::: The input

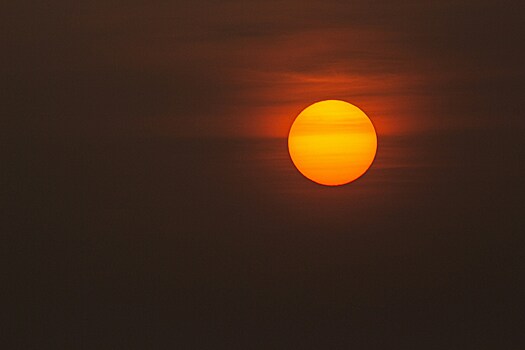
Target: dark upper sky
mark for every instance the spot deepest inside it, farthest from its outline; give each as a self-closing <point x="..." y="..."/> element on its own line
<point x="151" y="202"/>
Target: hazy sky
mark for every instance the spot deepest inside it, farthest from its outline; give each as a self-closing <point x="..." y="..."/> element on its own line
<point x="150" y="201"/>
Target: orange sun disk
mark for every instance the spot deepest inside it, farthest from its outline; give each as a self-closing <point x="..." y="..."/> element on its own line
<point x="332" y="142"/>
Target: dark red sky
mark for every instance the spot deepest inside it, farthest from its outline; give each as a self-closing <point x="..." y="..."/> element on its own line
<point x="151" y="202"/>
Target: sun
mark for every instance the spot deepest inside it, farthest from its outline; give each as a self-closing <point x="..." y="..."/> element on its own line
<point x="332" y="142"/>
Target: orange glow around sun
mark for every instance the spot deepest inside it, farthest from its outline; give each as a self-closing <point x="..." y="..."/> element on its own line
<point x="332" y="142"/>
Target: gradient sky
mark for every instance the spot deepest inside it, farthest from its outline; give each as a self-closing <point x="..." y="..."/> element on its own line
<point x="151" y="201"/>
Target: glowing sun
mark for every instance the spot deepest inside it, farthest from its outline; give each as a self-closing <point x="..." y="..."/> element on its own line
<point x="332" y="142"/>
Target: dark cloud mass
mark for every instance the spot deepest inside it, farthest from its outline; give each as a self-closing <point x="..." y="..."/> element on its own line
<point x="149" y="200"/>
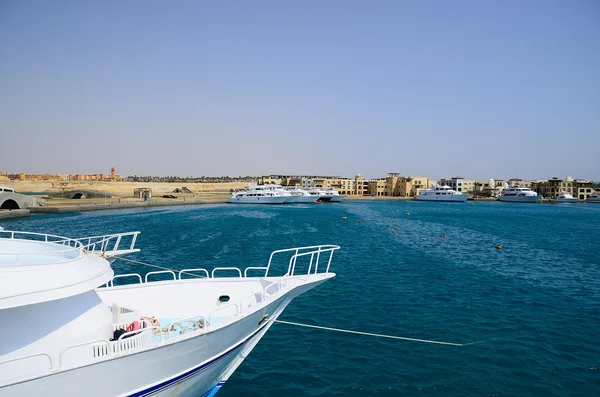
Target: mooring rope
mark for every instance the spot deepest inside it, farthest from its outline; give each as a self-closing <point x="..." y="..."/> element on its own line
<point x="156" y="266"/>
<point x="346" y="331"/>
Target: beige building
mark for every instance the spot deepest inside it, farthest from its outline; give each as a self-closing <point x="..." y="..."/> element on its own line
<point x="378" y="187"/>
<point x="459" y="184"/>
<point x="582" y="189"/>
<point x="551" y="188"/>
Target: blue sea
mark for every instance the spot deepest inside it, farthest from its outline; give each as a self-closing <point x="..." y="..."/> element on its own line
<point x="533" y="306"/>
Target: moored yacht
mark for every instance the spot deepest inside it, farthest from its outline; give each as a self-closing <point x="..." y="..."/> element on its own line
<point x="565" y="198"/>
<point x="594" y="198"/>
<point x="257" y="197"/>
<point x="334" y="195"/>
<point x="300" y="195"/>
<point x="517" y="194"/>
<point x="274" y="188"/>
<point x="319" y="194"/>
<point x="441" y="193"/>
<point x="68" y="330"/>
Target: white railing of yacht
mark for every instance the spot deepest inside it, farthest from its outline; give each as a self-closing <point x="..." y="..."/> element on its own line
<point x="184" y="271"/>
<point x="72" y="251"/>
<point x="253" y="268"/>
<point x="66" y="349"/>
<point x="160" y="272"/>
<point x="317" y="249"/>
<point x="316" y="254"/>
<point x="110" y="243"/>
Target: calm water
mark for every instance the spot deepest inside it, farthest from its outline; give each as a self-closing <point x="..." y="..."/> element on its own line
<point x="534" y="305"/>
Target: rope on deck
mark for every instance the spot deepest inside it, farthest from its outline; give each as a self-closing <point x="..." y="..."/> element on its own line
<point x="347" y="331"/>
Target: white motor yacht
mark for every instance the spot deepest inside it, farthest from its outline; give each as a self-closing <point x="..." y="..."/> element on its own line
<point x="334" y="196"/>
<point x="257" y="197"/>
<point x="274" y="188"/>
<point x="68" y="330"/>
<point x="300" y="195"/>
<point x="441" y="193"/>
<point x="319" y="195"/>
<point x="517" y="194"/>
<point x="565" y="198"/>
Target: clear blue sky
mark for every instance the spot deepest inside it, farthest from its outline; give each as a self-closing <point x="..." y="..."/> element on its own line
<point x="484" y="89"/>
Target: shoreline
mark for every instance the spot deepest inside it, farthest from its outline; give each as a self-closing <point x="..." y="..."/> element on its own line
<point x="10" y="214"/>
<point x="125" y="205"/>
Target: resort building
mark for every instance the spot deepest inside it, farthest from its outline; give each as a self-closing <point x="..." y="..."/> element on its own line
<point x="489" y="187"/>
<point x="459" y="184"/>
<point x="582" y="189"/>
<point x="551" y="188"/>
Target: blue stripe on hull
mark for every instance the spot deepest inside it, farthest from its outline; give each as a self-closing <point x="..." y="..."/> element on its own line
<point x="180" y="378"/>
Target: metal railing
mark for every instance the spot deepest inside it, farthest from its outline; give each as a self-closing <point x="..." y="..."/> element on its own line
<point x="74" y="248"/>
<point x="305" y="251"/>
<point x="71" y="250"/>
<point x="318" y="255"/>
<point x="189" y="271"/>
<point x="110" y="244"/>
<point x="160" y="272"/>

::::::

- **Exercise goal**: Everything from the first line of the records through the line containing "Target: hazy sky" should be reproduced exactly, apart from the pictures.

- **Answer to this task**:
Target: dark upper sky
mark for every instance the spot deepest inside it, farthest from its outline; give each as a self-closing <point x="..." y="..."/> element on its own line
<point x="151" y="202"/>
Target: hazy sky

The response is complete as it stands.